Passage provided –
NJCU to Host "A Celebration of the 100th Anniversary of the Negro Leagues" on August 29

August 26, 2020
 Center for the Arts 100th Anniversary of the Negro Leagues V2.jpg

JERSEY CITY, N.J. | The New Jersey City University Center for the Arts will celebrate the 100th anniversary of the Negro Leagues on Saturday, August 29 at 3 p.m. Eastern with a virtual panel discussion, featuring two experts in the rich history of these historic leagues and their profound impact on the social advancement of America.

The event, entitled “A Celebration of the 100th Anniversary of the Negro Leagues” will feature Bob Kendrick, President of the Negro Leagues Baseball Museum (NLBM) in Kansas City, Mo. and Brian LoPinto, co-founder of Friends of Hinchliffe Stadium in Paterson, N.J.

NLBM 100th Anniversary Logo

The 2020 baseball season marks the centennial celebration of the Negro Leagues, which were formed in 1920. Under the guidance of Andrew "Rube" Foster — a former player, manager, and owner for the Chicago American Giants — an organized baseball league structure was formed in Kansas City. A century later, the stories of the Negro Leagues are ones of triumph and inspiration.

Information –

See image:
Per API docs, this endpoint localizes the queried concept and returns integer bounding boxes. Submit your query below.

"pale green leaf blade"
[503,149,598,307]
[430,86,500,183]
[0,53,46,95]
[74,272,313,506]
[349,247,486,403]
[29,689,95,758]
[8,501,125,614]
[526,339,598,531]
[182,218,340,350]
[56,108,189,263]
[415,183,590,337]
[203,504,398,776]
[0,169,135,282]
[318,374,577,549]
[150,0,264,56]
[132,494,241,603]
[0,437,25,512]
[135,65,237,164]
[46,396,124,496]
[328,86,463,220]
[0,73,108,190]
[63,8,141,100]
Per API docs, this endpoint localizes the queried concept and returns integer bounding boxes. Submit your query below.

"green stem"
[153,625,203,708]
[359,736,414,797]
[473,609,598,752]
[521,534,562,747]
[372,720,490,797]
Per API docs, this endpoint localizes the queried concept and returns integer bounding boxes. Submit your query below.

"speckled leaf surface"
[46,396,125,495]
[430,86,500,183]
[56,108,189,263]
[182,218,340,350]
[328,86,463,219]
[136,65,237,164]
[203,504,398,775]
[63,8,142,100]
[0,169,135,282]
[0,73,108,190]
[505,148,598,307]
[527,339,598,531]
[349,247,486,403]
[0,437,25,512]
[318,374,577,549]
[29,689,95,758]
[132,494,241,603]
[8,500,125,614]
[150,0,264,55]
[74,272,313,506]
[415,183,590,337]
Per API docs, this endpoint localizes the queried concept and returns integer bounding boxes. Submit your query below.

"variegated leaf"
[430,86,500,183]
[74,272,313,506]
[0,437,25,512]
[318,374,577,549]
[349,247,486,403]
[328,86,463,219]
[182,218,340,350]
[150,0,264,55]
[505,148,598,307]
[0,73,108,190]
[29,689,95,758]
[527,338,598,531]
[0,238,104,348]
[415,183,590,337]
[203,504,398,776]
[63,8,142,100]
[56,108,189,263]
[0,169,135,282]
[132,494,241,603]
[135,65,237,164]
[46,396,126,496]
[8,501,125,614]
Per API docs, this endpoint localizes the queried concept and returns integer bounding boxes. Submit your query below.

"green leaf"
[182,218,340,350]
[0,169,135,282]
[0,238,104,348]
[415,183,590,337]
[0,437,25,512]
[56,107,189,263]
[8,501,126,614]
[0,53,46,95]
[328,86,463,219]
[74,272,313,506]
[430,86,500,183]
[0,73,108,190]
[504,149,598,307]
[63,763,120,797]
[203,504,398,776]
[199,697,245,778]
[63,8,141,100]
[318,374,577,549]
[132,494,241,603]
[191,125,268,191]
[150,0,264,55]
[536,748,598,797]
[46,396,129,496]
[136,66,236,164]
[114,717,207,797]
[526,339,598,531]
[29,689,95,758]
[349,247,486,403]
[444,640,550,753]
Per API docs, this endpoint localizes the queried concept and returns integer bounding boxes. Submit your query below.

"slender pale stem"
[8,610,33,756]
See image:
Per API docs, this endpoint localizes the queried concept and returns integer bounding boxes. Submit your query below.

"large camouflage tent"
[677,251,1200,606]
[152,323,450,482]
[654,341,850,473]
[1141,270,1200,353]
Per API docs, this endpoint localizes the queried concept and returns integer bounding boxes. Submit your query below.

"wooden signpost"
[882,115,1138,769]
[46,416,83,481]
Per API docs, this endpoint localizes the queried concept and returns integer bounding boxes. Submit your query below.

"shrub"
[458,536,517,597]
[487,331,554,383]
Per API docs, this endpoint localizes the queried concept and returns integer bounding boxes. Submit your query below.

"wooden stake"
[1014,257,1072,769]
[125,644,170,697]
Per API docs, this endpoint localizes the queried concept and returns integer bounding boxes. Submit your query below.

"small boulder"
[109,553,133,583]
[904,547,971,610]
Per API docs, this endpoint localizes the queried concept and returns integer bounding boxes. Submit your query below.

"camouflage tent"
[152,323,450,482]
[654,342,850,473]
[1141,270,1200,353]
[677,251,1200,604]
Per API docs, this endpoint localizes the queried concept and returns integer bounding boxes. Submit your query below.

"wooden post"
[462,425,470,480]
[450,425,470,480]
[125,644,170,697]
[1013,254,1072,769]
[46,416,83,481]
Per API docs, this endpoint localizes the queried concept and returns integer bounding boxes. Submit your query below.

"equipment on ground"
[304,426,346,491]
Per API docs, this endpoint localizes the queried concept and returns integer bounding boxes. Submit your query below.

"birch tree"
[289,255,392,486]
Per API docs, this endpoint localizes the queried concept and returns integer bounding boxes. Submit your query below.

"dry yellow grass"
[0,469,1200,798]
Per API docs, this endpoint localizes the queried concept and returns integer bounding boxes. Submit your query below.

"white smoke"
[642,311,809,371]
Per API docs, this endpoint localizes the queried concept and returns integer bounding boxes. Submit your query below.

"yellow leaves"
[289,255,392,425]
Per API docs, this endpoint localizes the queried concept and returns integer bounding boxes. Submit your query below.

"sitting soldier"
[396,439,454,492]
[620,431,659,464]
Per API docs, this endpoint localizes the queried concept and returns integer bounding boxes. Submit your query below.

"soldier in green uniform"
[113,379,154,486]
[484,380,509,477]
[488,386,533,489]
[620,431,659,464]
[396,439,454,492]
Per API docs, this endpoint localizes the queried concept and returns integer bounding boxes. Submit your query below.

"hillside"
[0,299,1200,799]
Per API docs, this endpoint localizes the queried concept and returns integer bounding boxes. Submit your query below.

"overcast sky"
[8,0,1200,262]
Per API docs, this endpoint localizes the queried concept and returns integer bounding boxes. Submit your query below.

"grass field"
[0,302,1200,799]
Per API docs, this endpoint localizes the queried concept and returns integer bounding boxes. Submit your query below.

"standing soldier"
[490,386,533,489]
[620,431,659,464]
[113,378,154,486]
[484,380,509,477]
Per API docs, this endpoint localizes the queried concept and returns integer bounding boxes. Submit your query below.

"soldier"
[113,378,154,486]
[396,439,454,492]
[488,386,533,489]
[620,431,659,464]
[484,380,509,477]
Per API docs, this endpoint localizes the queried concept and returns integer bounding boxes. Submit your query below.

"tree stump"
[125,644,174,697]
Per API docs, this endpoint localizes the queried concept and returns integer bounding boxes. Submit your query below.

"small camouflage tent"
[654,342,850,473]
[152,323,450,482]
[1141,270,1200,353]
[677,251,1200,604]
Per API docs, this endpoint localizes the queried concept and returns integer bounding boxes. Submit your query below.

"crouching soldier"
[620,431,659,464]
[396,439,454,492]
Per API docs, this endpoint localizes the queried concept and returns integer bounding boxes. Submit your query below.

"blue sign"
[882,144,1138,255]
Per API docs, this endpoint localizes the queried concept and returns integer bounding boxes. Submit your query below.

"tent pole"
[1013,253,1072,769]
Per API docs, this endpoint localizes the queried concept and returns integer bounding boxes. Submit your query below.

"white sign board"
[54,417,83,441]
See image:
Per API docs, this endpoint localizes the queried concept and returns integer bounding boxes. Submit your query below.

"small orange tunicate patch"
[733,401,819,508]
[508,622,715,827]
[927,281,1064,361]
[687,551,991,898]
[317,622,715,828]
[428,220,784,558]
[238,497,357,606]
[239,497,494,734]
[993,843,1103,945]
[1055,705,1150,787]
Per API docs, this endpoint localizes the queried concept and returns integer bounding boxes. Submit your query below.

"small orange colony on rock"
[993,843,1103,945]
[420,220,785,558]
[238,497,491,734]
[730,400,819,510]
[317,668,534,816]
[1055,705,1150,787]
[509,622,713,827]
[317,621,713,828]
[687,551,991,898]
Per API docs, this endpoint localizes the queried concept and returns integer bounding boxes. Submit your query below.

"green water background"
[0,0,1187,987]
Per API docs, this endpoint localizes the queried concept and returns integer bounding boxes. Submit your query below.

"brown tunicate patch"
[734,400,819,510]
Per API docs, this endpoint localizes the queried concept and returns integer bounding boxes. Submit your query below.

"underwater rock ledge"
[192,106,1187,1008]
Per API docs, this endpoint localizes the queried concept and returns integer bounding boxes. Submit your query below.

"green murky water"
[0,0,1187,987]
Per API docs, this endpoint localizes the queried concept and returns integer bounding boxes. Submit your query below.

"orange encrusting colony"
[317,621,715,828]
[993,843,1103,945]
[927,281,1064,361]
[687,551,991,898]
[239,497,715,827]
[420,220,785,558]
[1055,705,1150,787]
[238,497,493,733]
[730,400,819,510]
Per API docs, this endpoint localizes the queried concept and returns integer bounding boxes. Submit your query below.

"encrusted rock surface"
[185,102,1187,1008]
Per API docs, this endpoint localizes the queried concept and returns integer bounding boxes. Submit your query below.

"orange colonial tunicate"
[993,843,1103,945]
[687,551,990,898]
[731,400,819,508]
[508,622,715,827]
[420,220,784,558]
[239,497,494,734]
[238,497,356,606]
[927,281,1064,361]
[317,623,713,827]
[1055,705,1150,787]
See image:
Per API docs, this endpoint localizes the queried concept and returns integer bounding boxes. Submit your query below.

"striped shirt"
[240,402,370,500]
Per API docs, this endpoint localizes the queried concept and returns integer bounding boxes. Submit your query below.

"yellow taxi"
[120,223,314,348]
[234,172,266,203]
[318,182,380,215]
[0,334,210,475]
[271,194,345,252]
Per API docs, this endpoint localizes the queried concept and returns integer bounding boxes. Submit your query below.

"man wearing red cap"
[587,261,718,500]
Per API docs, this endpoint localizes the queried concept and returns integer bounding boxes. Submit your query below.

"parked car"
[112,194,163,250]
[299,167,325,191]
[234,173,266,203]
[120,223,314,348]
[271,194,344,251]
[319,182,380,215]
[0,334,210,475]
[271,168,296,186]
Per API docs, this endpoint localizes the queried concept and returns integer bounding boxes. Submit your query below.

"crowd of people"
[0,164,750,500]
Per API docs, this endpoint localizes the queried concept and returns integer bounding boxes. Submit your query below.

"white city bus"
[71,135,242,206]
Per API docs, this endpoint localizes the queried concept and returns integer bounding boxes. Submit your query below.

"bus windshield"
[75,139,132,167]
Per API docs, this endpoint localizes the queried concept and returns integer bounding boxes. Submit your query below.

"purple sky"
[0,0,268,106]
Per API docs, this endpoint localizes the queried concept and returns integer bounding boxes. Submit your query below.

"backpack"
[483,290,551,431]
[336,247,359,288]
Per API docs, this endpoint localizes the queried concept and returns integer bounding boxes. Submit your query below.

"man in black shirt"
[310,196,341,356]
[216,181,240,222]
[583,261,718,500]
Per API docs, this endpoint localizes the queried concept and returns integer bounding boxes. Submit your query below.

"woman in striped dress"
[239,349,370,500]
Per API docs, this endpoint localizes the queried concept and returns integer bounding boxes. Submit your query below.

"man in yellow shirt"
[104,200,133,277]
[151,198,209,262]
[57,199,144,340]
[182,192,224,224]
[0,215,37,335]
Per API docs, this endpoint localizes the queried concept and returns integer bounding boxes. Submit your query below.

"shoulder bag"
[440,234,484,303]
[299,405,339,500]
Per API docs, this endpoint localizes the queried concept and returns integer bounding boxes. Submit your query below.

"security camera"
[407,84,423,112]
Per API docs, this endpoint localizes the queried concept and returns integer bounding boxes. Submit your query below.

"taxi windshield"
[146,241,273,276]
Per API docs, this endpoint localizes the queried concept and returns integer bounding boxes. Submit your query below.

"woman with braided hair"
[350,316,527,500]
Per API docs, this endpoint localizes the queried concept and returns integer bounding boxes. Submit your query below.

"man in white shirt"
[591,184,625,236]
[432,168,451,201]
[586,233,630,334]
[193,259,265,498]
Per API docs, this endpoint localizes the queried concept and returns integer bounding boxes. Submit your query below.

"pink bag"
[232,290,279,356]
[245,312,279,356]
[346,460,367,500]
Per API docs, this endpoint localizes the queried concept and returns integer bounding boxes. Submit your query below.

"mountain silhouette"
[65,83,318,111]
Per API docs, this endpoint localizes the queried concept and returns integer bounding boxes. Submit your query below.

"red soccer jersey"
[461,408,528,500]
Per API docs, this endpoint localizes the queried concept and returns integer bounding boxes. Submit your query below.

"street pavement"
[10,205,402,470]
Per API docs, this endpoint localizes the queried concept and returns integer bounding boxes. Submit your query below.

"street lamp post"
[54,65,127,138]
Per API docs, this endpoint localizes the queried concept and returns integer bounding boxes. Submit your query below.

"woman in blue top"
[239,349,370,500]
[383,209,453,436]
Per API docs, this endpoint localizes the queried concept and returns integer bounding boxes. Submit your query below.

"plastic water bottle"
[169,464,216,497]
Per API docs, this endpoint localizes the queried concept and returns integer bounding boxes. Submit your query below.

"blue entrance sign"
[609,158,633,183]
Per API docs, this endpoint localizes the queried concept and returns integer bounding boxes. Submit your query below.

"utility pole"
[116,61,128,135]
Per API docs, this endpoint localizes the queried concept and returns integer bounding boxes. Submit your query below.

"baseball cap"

Tasks to complete –
**A)** In the NJCU announcement, who guided the formation of the organized baseball league structure in Kansas City?
**B)** Based on the NJCU announcement, explain why the 2020 baseball season is a centennial for the Negro Leagues.
**C)** Continue the NJCU announcement from its last sentence.

Response list –
**A)** Andrew "Rube" Foster, a former player, manager, and owner for the Chicago American Giants.

**B)** The Negro Leagues were formed in 1920, when an organized league structure was set up in Kansas City under Andrew "Rube" Foster. The 2020 season therefore falls one hundred years after their founding.

**C)**
Kendrick has served as President of the NLBM since March 2011. With the summer-long celebration of the 100th anniversary across Major League Baseball delayed due to the COVID-19 pandemic, Kendrick has orchestrated the NLBM's Tipping Your Cap campaign to commemorate those baseball players who were denied playing in the Major Leagues. The NLBM was founded in 1990; the privately funded, not-for-profit organization is dedicated to preserving and celebrating the rich history of African-American baseball.

LoPinto, of Clifton, N.J., has worked for two decades to save, celebrate and restore Hinchliffe Stadium in Paterson — the last surviving major Negro League stadium in the Northeast. His work has helped the stadium achieve national historic landmark status. The stadium was at one time the home field of future Major League Baseball Hall of Famer Larry Doby. Doby, a graduate of Paterson’s Eastside High School, broke the color barrier in the American League in July 1947, less than three months after Jackie Robinson became the first black man to play in the major leagues.